[Begin]

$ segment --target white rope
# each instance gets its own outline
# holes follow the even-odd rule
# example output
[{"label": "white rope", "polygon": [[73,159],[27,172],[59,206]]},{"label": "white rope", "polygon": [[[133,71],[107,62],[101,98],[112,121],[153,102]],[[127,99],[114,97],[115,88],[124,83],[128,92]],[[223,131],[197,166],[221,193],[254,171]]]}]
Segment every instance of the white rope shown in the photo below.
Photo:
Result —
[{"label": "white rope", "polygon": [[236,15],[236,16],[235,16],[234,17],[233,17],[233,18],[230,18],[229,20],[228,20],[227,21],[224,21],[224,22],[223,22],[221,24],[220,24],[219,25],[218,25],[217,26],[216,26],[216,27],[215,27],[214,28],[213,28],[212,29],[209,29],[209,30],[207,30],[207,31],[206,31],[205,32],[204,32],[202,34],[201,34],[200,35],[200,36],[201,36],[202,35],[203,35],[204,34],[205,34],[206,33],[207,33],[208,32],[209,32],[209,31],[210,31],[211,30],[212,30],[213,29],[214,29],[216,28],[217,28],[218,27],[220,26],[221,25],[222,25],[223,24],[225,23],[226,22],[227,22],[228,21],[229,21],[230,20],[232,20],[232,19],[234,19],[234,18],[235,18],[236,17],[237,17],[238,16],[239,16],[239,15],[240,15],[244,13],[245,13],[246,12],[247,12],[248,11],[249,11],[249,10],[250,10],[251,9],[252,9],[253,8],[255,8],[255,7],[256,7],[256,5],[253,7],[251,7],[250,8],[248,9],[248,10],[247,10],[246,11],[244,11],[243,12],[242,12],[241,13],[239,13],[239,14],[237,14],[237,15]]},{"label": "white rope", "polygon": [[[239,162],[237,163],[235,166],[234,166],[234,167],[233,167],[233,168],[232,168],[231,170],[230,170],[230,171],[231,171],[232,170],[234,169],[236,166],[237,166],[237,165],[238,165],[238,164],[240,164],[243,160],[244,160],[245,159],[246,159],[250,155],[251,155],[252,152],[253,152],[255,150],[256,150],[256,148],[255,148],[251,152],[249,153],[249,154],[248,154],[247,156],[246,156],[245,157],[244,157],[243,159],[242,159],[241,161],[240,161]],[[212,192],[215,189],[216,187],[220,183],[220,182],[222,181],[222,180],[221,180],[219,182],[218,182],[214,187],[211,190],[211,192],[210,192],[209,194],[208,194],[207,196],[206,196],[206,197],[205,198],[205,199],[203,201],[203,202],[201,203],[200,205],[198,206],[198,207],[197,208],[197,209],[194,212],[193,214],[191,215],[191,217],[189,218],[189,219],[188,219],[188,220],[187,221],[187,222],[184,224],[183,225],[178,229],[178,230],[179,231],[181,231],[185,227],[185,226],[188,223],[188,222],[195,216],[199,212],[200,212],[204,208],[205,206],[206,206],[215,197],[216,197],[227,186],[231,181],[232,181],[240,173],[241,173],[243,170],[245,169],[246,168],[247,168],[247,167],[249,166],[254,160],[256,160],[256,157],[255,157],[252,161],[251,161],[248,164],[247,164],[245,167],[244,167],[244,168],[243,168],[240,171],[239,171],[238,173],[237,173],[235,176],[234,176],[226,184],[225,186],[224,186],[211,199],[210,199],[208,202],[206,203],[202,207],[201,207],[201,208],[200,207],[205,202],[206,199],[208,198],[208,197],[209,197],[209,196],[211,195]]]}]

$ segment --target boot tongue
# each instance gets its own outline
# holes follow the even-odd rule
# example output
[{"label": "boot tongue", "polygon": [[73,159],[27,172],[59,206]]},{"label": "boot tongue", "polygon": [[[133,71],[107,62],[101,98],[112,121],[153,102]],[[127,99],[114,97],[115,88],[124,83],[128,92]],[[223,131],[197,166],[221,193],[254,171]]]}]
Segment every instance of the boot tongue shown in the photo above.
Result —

[End]

— EXERCISE REQUIREMENTS —
Copy out the whole listing exactly.

— RESULT —
$ segment --target white rope
# each instance gets its own outline
# holes follow the even-odd rule
# example output
[{"label": "white rope", "polygon": [[73,159],[27,172],[59,206]]},{"label": "white rope", "polygon": [[[133,71],[107,62],[101,98],[112,121],[153,102]],[[127,99],[114,97],[115,88],[124,83],[128,92]],[[223,131],[197,166],[221,193],[254,171]]]}]
Segment every instance of the white rope shown in the photo below.
Photo:
Result —
[{"label": "white rope", "polygon": [[236,15],[236,16],[235,16],[234,17],[233,17],[233,18],[230,18],[229,20],[228,20],[227,21],[224,21],[224,22],[223,22],[221,24],[220,24],[219,25],[218,25],[217,26],[216,26],[216,27],[215,27],[214,28],[213,28],[212,29],[209,29],[209,30],[207,30],[207,31],[206,31],[205,32],[204,32],[202,34],[201,34],[200,35],[200,36],[201,36],[202,35],[203,35],[204,34],[205,34],[206,33],[207,33],[208,32],[209,32],[209,31],[210,31],[211,30],[212,30],[213,29],[214,29],[216,28],[217,28],[218,27],[220,26],[221,25],[222,25],[223,24],[225,23],[226,22],[227,22],[228,21],[229,21],[230,20],[232,20],[232,19],[234,19],[234,18],[235,18],[236,17],[237,17],[238,16],[239,16],[239,15],[240,15],[244,13],[245,13],[246,12],[247,12],[248,11],[249,11],[249,10],[250,10],[251,9],[252,9],[253,8],[255,8],[255,7],[256,7],[256,5],[253,7],[251,7],[250,8],[248,9],[248,10],[247,10],[246,11],[244,11],[243,12],[242,12],[241,13],[239,13],[239,14],[237,14],[237,15]]},{"label": "white rope", "polygon": [[[239,162],[237,163],[235,166],[234,166],[234,167],[233,167],[233,168],[232,168],[231,170],[230,170],[230,171],[231,171],[232,170],[234,169],[236,166],[237,166],[237,165],[238,165],[238,164],[240,164],[243,160],[244,160],[245,159],[246,159],[250,155],[251,155],[252,152],[253,152],[255,150],[256,150],[256,148],[255,148],[251,152],[249,153],[249,154],[248,154],[247,156],[246,156],[245,157],[244,157],[243,159],[242,159],[241,161],[240,161]],[[212,192],[215,189],[216,187],[220,183],[220,182],[222,181],[222,180],[221,180],[219,182],[218,182],[214,187],[211,190],[211,192],[210,192],[209,194],[208,194],[207,196],[206,196],[206,197],[205,198],[205,199],[203,201],[203,202],[201,203],[200,205],[198,206],[198,207],[197,208],[197,209],[194,212],[193,214],[191,215],[191,217],[189,218],[189,219],[188,219],[188,220],[187,221],[187,222],[184,224],[183,225],[178,229],[178,230],[179,231],[181,231],[185,227],[185,226],[188,223],[188,222],[195,216],[199,212],[200,212],[204,208],[205,206],[206,206],[215,197],[216,197],[227,186],[231,181],[232,181],[240,173],[241,173],[243,170],[245,169],[246,168],[247,168],[247,167],[249,166],[254,160],[256,160],[256,157],[255,157],[252,161],[251,161],[248,164],[247,164],[245,167],[244,167],[244,168],[243,168],[240,171],[239,171],[238,173],[237,173],[235,176],[234,176],[226,184],[225,186],[224,186],[211,199],[210,199],[208,202],[206,203],[202,207],[201,207],[201,208],[200,207],[205,202],[206,199],[208,198],[208,197],[209,197],[209,196],[211,195]]]}]

$ segment --target boot tongue
# each instance gets its own outline
# holes follow the even-odd rule
# example output
[{"label": "boot tongue", "polygon": [[73,159],[27,172],[59,206]]},{"label": "boot tongue", "polygon": [[[133,71],[107,62],[101,98],[112,121],[153,102]],[[127,99],[114,97],[115,88],[124,83],[128,92]],[[223,131],[197,166],[221,193],[254,171]]]}]
Segment every instance of the boot tongue shown in the photo above.
Result —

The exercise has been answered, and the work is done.